> _WHAT THE TASK REQUIRES_
Set down each line of the material that follows, exactly, with no pictures.

Point annotation dataset records:
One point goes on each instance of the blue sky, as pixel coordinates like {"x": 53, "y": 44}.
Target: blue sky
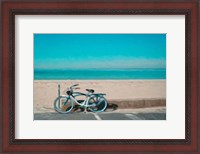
{"x": 82, "y": 51}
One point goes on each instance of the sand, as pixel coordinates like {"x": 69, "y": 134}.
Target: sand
{"x": 46, "y": 91}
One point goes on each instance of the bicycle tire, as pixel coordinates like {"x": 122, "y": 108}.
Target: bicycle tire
{"x": 63, "y": 104}
{"x": 99, "y": 104}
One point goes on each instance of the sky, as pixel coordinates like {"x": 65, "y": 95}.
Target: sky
{"x": 84, "y": 51}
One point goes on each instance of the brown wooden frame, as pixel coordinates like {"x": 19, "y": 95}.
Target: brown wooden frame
{"x": 189, "y": 8}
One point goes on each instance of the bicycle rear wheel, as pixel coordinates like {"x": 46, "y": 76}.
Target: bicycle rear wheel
{"x": 63, "y": 104}
{"x": 97, "y": 103}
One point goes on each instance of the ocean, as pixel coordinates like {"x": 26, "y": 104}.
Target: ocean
{"x": 99, "y": 74}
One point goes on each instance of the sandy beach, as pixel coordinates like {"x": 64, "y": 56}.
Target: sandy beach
{"x": 46, "y": 91}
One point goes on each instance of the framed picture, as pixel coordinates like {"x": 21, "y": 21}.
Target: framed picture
{"x": 99, "y": 76}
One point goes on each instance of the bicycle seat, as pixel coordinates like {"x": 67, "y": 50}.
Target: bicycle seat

> _EXERCISE SOLUTION_
One point goes on each instance of the blue sky, as pixel coordinates like {"x": 53, "y": 44}.
Target: blue sky
{"x": 82, "y": 51}
One point goes on each instance of the sand, as pixel coordinates like {"x": 69, "y": 134}.
Target: sand
{"x": 46, "y": 91}
One point goes on each instance of the bicycle tire, as pixel coordinates like {"x": 122, "y": 108}.
Target: bicycle tire
{"x": 63, "y": 104}
{"x": 99, "y": 104}
One point goes on each instance of the sky, as pixel coordinates like {"x": 65, "y": 95}.
Target: sky
{"x": 84, "y": 51}
One point goes on each instance of the brown wooden frame, as pixel coordinates like {"x": 19, "y": 95}.
Target: brown wooden frame
{"x": 189, "y": 8}
One point goes on each instance of the bicycle rear wheel, as pixel coordinates like {"x": 46, "y": 76}.
Target: bicycle rear wheel
{"x": 63, "y": 104}
{"x": 97, "y": 103}
One point goes on each instance of the ocean, as pixel coordinates like {"x": 26, "y": 104}.
Target: ocean
{"x": 99, "y": 74}
One point goes on each instance of the sandy beach, as pixel coordinates like {"x": 64, "y": 56}.
Target: sandy beach
{"x": 46, "y": 91}
One point goes on each instance of the framed picture, as pixel coordinates like {"x": 21, "y": 21}.
Target: framed picture
{"x": 99, "y": 76}
One point goes on each instance of the bicycle seat, as pixel coordinates like {"x": 67, "y": 50}.
Target: bicycle seat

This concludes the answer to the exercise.